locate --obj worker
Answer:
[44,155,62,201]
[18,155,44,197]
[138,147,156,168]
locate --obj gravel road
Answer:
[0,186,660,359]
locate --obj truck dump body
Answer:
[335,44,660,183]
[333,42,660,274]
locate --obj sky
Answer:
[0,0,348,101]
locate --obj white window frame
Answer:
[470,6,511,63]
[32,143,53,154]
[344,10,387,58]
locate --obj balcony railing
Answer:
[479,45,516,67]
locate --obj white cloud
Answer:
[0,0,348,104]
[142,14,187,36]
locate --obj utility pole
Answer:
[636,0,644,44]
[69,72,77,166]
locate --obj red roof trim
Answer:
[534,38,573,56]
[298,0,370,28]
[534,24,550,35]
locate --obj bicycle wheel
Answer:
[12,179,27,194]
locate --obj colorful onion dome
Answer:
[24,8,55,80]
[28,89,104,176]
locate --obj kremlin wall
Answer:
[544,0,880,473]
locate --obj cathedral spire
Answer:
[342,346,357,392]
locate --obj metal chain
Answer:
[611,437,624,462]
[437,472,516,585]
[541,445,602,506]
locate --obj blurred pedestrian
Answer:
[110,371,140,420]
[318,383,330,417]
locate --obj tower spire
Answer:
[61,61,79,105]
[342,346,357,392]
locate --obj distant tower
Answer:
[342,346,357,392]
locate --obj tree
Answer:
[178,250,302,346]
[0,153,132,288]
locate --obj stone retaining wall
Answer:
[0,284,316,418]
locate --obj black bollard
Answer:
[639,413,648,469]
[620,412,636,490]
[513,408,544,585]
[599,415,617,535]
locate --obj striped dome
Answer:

**What this task involves:**
Reproduce all of the lines above word for word, with no changes.

**Solution to the problem:**
locate --obj worker
Answer:
[44,155,62,201]
[18,155,44,197]
[138,147,156,168]
locate --obj gravel road
Answer:
[0,186,660,359]
locate --obj truck dump body
Answer:
[335,44,660,183]
[333,42,660,274]
locate --obj sky
Answer:
[0,0,348,101]
locate --obj white window frame
Answer:
[470,6,511,63]
[32,143,53,154]
[344,10,387,58]
locate --obj balcony railing
Answer:
[479,45,516,67]
locate --obj white cloud
Answer:
[0,0,348,104]
[142,14,187,36]
locate --obj utility pole
Answer:
[636,0,644,44]
[69,72,77,166]
locate --obj red roof trim
Answer:
[534,38,573,56]
[298,0,370,28]
[534,24,550,35]
locate --obj bicycle wheel
Answer:
[12,179,27,194]
locate --obj colorful onion dome
Answer:
[24,8,55,80]
[28,89,104,176]
locate --obj kremlin wall
Answer:
[544,0,880,473]
locate --obj cathedral spire
Answer:
[342,346,357,392]
locate --obj metal chain
Answer:
[611,437,624,462]
[437,472,516,585]
[541,445,602,506]
locate --obj blurred pedestrian
Answer:
[110,371,140,420]
[318,383,330,417]
locate --obj tower spire
Answer:
[61,61,79,105]
[342,346,357,392]
locate --obj distant tower
Answer:
[342,346,357,392]
locate --obj tree
Answer:
[178,250,302,346]
[0,153,132,288]
locate --obj stone retaining wall
Answer:
[0,284,316,418]
locate --obj black bollard
Answer:
[639,413,648,469]
[620,412,636,490]
[513,408,544,585]
[599,415,617,535]
locate --obj striped dome
Answer:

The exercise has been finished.